## Materials provided

___

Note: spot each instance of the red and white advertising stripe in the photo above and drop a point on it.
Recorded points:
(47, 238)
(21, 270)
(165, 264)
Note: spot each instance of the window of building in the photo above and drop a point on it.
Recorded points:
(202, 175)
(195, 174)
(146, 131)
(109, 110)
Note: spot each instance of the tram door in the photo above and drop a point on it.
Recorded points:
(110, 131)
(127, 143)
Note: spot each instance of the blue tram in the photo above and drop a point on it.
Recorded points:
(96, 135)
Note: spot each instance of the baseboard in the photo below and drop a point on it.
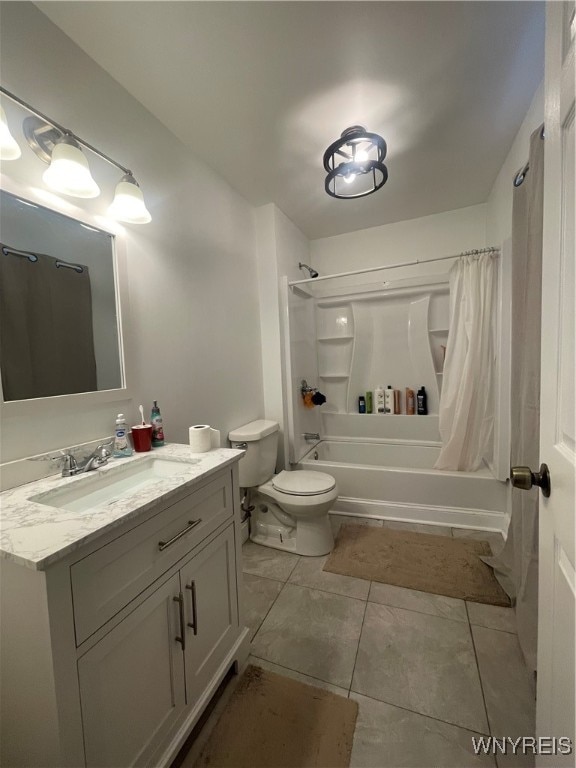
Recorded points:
(455, 517)
(237, 654)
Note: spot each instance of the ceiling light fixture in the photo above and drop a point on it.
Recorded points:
(355, 164)
(9, 149)
(69, 172)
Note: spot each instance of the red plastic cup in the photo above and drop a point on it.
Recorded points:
(142, 437)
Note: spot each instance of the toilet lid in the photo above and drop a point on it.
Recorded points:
(302, 483)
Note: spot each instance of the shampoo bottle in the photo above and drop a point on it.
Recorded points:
(379, 397)
(121, 445)
(421, 404)
(369, 407)
(157, 428)
(410, 405)
(389, 399)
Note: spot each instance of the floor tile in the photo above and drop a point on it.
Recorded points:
(519, 760)
(309, 573)
(507, 683)
(496, 540)
(420, 662)
(312, 632)
(414, 600)
(337, 520)
(267, 562)
(492, 616)
(389, 737)
(435, 530)
(259, 595)
(297, 676)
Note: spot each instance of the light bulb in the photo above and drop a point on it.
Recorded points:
(9, 149)
(69, 172)
(128, 204)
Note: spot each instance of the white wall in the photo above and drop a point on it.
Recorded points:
(280, 247)
(425, 238)
(194, 327)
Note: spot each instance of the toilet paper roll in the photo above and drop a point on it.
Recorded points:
(203, 438)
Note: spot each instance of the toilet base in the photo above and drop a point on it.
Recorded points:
(311, 538)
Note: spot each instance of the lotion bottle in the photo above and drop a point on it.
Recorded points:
(380, 402)
(389, 397)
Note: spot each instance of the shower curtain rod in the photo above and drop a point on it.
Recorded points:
(475, 252)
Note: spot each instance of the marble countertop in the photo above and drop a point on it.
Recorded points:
(36, 535)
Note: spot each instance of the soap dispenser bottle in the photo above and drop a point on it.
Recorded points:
(157, 427)
(121, 445)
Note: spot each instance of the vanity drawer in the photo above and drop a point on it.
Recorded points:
(108, 579)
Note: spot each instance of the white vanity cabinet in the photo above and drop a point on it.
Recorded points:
(133, 634)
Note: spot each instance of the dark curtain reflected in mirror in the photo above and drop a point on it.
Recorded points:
(58, 315)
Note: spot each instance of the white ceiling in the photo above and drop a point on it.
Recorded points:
(259, 90)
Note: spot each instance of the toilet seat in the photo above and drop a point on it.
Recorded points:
(303, 483)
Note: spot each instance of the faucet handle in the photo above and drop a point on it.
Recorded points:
(69, 463)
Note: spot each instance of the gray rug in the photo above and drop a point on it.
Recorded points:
(273, 721)
(422, 561)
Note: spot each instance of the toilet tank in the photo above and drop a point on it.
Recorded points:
(260, 440)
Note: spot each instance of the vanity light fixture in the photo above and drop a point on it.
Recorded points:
(68, 171)
(355, 164)
(9, 149)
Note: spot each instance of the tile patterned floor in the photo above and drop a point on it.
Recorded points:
(429, 672)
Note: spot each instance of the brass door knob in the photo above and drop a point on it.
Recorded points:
(524, 478)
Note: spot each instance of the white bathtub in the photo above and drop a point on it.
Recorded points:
(397, 481)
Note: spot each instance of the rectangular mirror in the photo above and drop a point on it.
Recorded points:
(59, 318)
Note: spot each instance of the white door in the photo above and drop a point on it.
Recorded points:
(132, 683)
(208, 583)
(557, 588)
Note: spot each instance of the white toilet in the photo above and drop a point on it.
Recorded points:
(290, 508)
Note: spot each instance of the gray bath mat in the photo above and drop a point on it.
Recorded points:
(436, 564)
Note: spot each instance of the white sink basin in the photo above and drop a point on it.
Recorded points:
(100, 489)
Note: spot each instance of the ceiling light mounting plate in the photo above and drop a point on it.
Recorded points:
(363, 171)
(41, 136)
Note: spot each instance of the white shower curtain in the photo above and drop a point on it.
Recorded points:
(466, 413)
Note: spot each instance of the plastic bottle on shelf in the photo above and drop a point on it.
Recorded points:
(122, 445)
(157, 427)
(410, 402)
(369, 404)
(389, 399)
(421, 402)
(380, 402)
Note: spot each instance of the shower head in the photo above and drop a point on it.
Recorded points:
(313, 272)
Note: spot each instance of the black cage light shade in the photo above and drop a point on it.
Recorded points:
(355, 164)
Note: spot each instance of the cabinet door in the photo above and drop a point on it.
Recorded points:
(209, 587)
(132, 683)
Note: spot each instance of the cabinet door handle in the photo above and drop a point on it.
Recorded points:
(182, 638)
(194, 624)
(191, 524)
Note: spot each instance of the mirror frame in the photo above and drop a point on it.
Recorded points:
(71, 403)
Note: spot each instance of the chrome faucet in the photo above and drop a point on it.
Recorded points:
(98, 458)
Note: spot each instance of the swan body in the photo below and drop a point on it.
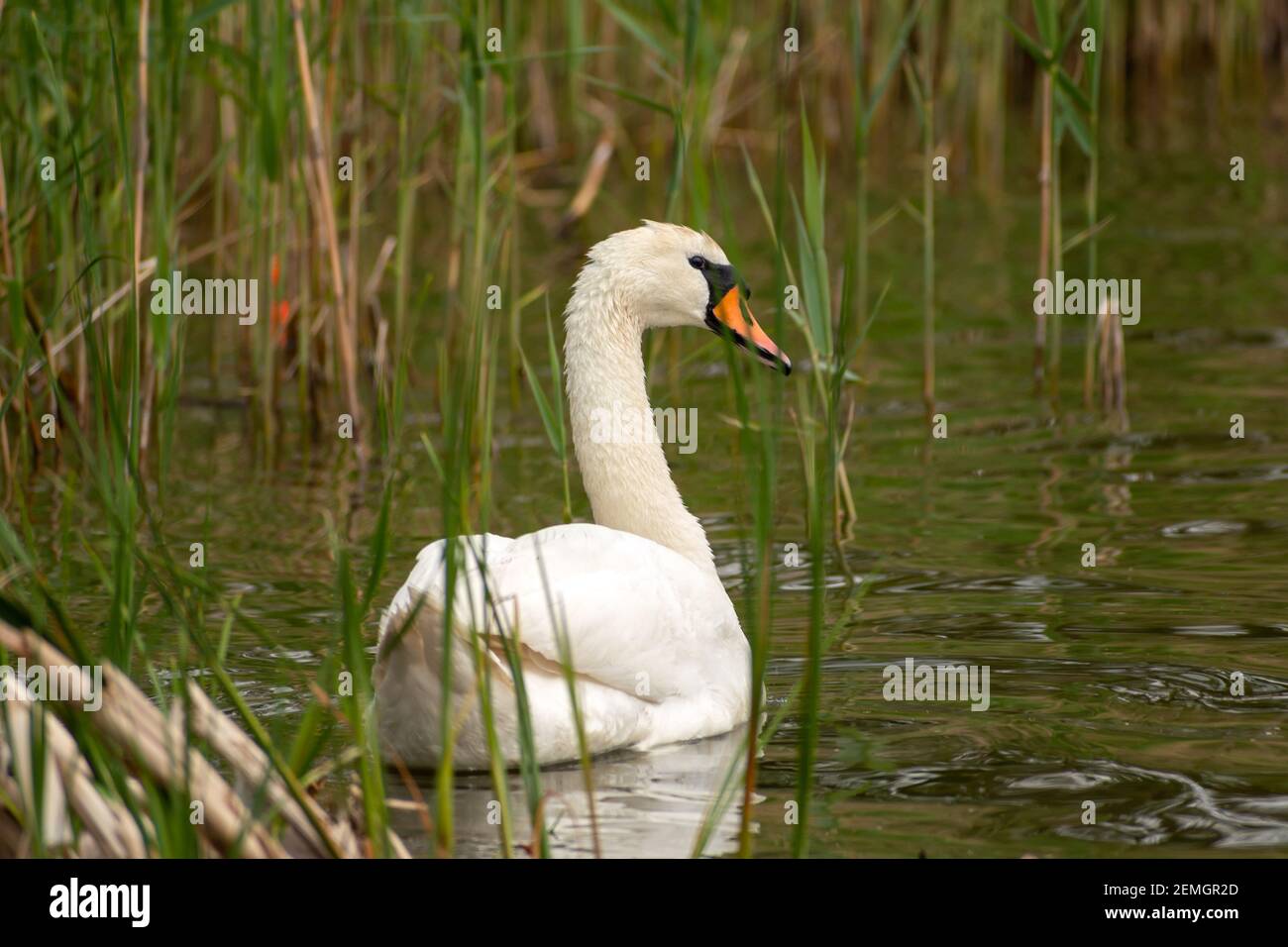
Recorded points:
(627, 615)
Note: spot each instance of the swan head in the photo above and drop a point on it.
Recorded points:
(674, 275)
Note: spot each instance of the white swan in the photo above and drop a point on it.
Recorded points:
(653, 641)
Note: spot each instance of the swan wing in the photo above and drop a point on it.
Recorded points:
(635, 615)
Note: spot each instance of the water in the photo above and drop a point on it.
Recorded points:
(1109, 684)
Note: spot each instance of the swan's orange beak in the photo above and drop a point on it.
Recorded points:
(747, 333)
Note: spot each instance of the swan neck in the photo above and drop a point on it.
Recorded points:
(622, 463)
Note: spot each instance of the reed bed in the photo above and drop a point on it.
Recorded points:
(399, 178)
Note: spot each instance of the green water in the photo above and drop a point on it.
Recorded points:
(1108, 684)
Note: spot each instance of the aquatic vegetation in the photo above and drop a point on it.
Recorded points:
(380, 209)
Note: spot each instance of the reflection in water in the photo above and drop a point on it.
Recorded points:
(647, 804)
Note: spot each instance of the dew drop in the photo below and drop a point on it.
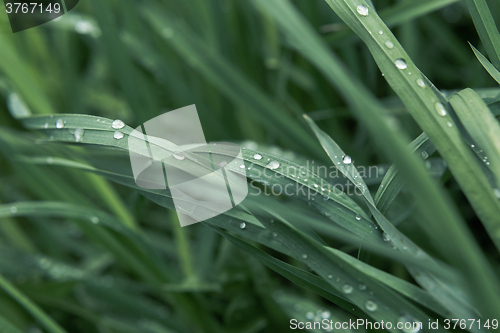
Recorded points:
(178, 156)
(371, 305)
(79, 134)
(420, 83)
(117, 124)
(118, 135)
(400, 63)
(326, 314)
(59, 123)
(409, 325)
(273, 165)
(362, 10)
(441, 110)
(347, 288)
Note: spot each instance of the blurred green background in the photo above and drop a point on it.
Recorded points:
(117, 60)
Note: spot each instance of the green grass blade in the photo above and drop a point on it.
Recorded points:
(486, 28)
(484, 130)
(38, 314)
(421, 103)
(486, 64)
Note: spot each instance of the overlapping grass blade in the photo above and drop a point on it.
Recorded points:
(486, 28)
(442, 293)
(38, 314)
(483, 128)
(422, 104)
(486, 64)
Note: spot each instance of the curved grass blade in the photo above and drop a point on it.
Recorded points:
(486, 28)
(392, 183)
(495, 74)
(444, 294)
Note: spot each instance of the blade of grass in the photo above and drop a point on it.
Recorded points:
(38, 314)
(433, 203)
(486, 64)
(486, 28)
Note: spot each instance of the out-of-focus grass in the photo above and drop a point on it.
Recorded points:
(85, 250)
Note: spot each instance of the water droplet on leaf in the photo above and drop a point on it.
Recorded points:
(117, 124)
(118, 135)
(362, 10)
(273, 165)
(400, 63)
(59, 123)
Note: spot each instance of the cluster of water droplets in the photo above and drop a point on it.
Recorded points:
(318, 316)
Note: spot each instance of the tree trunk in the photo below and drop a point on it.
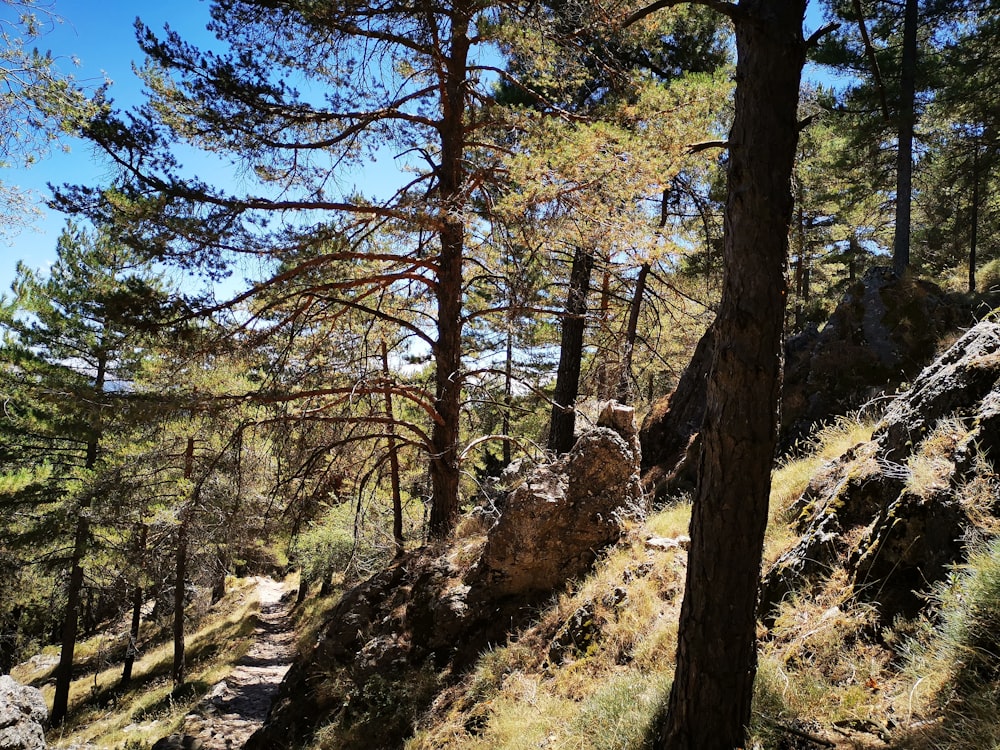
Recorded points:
(8, 640)
(81, 538)
(574, 322)
(624, 390)
(603, 368)
(137, 599)
(180, 573)
(904, 157)
(508, 394)
(445, 469)
(974, 218)
(709, 707)
(397, 495)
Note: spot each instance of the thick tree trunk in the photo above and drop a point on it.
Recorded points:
(574, 322)
(624, 390)
(904, 157)
(709, 706)
(445, 469)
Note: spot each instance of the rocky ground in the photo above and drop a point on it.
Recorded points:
(235, 708)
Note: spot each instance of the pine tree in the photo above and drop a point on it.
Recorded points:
(73, 344)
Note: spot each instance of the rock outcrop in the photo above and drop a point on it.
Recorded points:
(882, 332)
(897, 511)
(22, 716)
(391, 641)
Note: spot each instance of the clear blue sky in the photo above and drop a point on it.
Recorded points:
(101, 36)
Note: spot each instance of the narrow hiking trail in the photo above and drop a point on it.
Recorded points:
(237, 706)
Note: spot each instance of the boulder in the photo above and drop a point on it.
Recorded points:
(896, 512)
(22, 715)
(178, 742)
(435, 610)
(885, 328)
(554, 523)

___

## Exercise
Omit the pictures, and please restate word for word the lines running from the line with "Note: spot each instance of the out-of-focus" to the end of the entries.

## Expected answer
Note: spot each instance of the out-of-focus grass in the photo above and drop a point on it.
Recorded points:
(85, 250)
Note: spot each instance of the water droplet on leaf in the photo above and drop a point on it.
Recorded points:
(117, 124)
(118, 135)
(362, 10)
(273, 165)
(400, 63)
(59, 123)
Note: spot each instance of the cluster of water droplets in the photo above and drop a point on it.
Recorded points:
(318, 316)
Note: spot each instance of the tree trunk in the photo below and drop a point on it.
Recorded points:
(8, 640)
(81, 538)
(574, 322)
(624, 390)
(603, 368)
(137, 599)
(180, 573)
(904, 157)
(508, 394)
(445, 469)
(974, 218)
(709, 707)
(397, 495)
Note: spot each instance of the thick tree trunk in the photo above and drop a point on it.
Recorded points:
(574, 322)
(624, 390)
(904, 157)
(709, 706)
(445, 469)
Note: spot each instance of the rocky ground in the photo above and drop a point on it.
Recorded points:
(235, 708)
Note: spot each instance of the pine tree in the photo above and drop a point on it.
Recorded points:
(73, 344)
Note: spot each instance of the rock outcrop in the photo above and drop a point on it.
Recorded points:
(882, 332)
(897, 511)
(22, 716)
(391, 641)
Note: spot each instance of the clear blue sky in the photo above and drop a point on it.
Recorded points:
(101, 36)
Note: spot each instance of the narrow hiking trail in the photo above and drop a point on it.
Recorded points:
(237, 706)
Note: spot each instance of the boulder in the photo above and drop a point on it.
Recorded points:
(896, 512)
(22, 715)
(178, 742)
(435, 610)
(885, 328)
(554, 523)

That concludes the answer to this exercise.